▶ Goal of the exercise: Write out exactly the lines of the entries below from the one holding "like [53, 83]." to the one holding "like [34, 70].", inclusive, and leave out all other lines.

▶ Records provided:
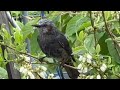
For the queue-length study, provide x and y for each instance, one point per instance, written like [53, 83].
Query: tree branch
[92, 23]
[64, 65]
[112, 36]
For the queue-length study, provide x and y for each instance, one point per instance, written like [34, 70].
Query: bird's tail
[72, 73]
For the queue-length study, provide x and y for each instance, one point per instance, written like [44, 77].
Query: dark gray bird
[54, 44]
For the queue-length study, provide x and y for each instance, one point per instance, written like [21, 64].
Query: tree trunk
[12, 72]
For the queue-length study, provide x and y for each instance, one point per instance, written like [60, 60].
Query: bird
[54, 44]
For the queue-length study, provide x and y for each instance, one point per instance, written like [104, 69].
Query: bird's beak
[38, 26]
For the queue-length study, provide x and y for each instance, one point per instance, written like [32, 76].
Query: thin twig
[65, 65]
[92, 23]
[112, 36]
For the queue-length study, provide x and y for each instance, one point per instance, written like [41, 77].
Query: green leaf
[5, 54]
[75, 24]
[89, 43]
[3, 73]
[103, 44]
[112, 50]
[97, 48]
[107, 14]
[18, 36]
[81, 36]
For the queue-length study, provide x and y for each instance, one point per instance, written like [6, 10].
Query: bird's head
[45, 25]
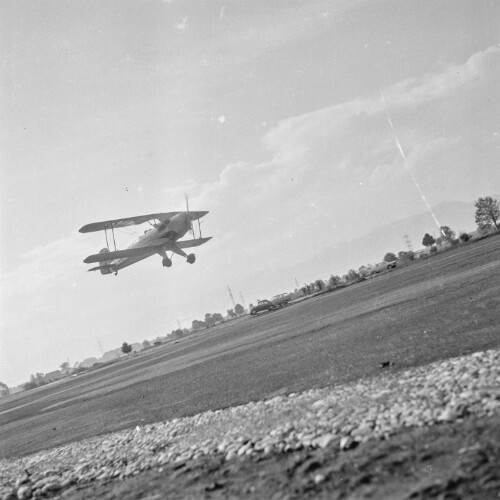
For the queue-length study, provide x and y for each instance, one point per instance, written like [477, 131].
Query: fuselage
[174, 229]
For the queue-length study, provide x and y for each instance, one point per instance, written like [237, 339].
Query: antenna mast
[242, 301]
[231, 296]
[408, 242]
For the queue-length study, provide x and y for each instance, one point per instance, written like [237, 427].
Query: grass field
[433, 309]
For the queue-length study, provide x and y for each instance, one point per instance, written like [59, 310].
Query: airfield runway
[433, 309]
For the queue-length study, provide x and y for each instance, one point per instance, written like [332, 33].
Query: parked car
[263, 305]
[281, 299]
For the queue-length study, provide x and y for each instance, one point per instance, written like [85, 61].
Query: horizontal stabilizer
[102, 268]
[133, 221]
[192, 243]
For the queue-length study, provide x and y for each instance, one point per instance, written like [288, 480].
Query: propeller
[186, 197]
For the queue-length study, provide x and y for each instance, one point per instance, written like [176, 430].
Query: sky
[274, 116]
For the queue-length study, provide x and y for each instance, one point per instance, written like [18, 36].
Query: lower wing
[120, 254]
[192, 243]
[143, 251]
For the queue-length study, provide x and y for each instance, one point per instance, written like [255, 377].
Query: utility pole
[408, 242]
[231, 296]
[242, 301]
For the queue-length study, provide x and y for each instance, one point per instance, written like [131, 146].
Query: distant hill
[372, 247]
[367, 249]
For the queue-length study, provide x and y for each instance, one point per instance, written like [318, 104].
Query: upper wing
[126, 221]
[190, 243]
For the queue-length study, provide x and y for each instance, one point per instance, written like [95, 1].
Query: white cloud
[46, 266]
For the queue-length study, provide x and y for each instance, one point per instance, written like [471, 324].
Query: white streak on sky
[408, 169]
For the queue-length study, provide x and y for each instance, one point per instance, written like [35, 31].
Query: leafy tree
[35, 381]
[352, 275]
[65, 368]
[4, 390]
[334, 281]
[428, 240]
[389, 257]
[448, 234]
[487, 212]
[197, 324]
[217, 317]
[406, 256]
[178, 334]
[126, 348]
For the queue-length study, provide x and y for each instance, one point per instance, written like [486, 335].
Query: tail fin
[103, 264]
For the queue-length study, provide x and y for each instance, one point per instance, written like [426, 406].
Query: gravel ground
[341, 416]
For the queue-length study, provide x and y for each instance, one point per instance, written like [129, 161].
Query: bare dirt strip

* * *

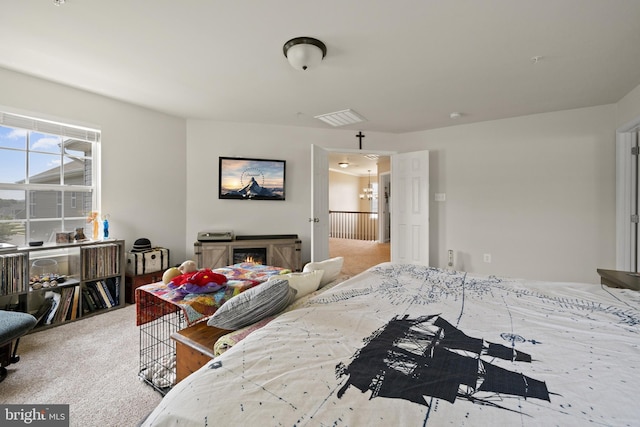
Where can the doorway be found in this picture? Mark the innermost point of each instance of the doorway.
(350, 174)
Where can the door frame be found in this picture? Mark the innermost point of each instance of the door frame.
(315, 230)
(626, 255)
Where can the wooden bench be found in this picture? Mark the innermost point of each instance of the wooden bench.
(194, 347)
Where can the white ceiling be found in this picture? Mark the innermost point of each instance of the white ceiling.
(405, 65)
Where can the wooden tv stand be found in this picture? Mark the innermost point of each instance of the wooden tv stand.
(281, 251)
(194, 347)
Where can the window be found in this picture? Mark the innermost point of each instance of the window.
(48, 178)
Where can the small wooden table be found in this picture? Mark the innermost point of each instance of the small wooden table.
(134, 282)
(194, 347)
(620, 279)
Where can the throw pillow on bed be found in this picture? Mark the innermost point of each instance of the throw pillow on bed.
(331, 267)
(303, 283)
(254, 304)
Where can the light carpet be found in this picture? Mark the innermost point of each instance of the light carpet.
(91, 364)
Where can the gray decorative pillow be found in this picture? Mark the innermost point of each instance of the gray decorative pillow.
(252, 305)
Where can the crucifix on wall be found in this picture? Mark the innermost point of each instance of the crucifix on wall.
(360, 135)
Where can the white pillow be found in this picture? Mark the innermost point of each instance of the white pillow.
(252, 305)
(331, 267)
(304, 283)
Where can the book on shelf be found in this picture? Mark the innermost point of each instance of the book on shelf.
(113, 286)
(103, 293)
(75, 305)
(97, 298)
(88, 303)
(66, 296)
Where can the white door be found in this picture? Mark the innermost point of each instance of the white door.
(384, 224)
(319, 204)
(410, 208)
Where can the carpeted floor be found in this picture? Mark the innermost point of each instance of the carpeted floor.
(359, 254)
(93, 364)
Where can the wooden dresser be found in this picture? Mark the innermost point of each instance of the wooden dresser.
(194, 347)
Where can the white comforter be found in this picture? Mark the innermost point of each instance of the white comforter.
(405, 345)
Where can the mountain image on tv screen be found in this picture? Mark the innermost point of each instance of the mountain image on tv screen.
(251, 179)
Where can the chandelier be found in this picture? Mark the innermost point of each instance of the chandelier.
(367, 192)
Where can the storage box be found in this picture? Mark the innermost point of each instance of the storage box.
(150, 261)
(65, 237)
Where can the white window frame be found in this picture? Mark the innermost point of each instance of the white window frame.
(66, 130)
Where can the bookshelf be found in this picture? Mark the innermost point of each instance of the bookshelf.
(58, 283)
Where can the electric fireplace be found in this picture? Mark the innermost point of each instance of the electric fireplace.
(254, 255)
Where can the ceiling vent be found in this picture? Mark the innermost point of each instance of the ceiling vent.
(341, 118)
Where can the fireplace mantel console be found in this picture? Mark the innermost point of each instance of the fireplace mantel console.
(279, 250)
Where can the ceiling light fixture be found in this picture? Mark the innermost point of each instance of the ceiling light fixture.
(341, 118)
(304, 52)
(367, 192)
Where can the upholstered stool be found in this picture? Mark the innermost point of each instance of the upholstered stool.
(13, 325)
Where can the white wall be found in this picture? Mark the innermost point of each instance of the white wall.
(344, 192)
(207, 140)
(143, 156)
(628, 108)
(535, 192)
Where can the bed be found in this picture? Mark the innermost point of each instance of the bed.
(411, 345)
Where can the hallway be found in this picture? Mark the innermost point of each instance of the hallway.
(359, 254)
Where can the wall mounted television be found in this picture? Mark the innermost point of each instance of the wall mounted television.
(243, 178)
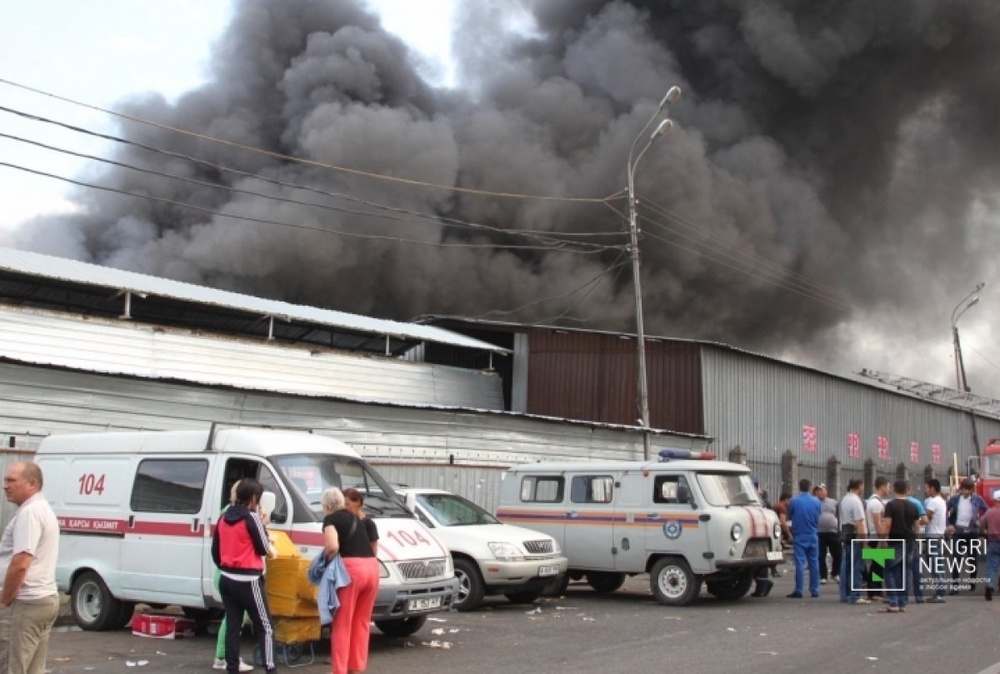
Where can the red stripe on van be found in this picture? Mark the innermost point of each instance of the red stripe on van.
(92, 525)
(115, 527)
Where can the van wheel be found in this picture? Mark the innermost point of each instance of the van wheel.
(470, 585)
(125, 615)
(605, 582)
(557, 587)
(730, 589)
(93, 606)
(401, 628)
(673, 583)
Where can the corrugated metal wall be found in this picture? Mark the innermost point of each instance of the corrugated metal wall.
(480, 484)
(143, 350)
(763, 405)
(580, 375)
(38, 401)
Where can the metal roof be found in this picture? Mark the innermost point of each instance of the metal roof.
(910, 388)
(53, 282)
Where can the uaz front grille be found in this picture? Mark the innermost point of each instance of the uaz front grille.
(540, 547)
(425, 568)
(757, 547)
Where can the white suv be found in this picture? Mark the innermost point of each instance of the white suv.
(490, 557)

--

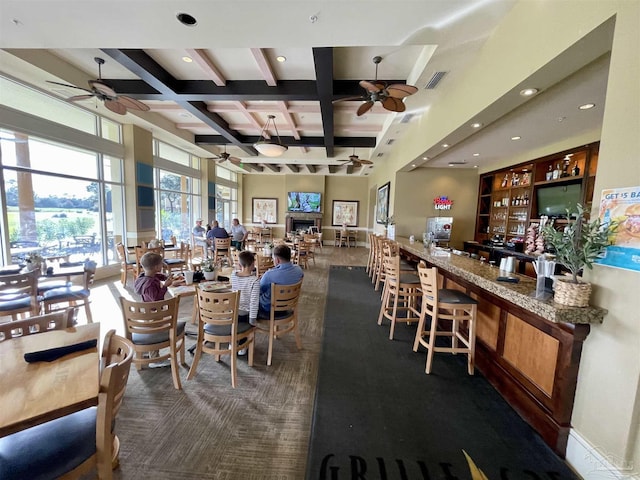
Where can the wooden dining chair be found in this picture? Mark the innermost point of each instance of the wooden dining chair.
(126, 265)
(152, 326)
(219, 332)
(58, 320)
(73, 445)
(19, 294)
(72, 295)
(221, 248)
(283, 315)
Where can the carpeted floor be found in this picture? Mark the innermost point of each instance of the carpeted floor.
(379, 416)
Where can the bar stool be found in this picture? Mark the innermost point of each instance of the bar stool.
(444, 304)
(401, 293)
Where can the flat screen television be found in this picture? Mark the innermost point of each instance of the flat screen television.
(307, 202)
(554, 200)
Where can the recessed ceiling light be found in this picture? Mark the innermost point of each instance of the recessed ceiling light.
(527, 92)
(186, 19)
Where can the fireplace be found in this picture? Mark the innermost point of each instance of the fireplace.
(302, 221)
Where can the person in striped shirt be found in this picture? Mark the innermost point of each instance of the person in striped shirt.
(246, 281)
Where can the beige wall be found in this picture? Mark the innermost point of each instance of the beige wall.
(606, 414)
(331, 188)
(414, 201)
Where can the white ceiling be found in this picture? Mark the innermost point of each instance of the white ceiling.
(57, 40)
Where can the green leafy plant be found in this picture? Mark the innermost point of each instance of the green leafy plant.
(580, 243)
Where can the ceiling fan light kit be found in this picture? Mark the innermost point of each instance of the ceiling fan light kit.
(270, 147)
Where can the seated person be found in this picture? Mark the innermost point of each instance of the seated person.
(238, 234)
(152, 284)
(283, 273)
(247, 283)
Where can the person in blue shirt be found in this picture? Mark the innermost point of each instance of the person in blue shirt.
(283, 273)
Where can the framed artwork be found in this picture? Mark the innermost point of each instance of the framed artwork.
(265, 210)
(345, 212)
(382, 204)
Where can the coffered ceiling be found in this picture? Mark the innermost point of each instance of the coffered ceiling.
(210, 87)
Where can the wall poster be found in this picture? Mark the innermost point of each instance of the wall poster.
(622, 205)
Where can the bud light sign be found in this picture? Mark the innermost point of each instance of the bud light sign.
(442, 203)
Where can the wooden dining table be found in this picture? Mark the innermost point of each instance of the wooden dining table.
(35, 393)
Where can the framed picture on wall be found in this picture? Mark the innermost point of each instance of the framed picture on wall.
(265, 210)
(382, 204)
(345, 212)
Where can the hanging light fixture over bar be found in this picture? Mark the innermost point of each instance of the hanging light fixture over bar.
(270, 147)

▶ Completed exercise:
For the queue-length study, provide x and y for each instance, one point per instance, written like [53, 83].
Query: tree branch
[92, 23]
[64, 65]
[112, 36]
For the queue-length study, provide x and y for each instance, one point per instance, written like [34, 70].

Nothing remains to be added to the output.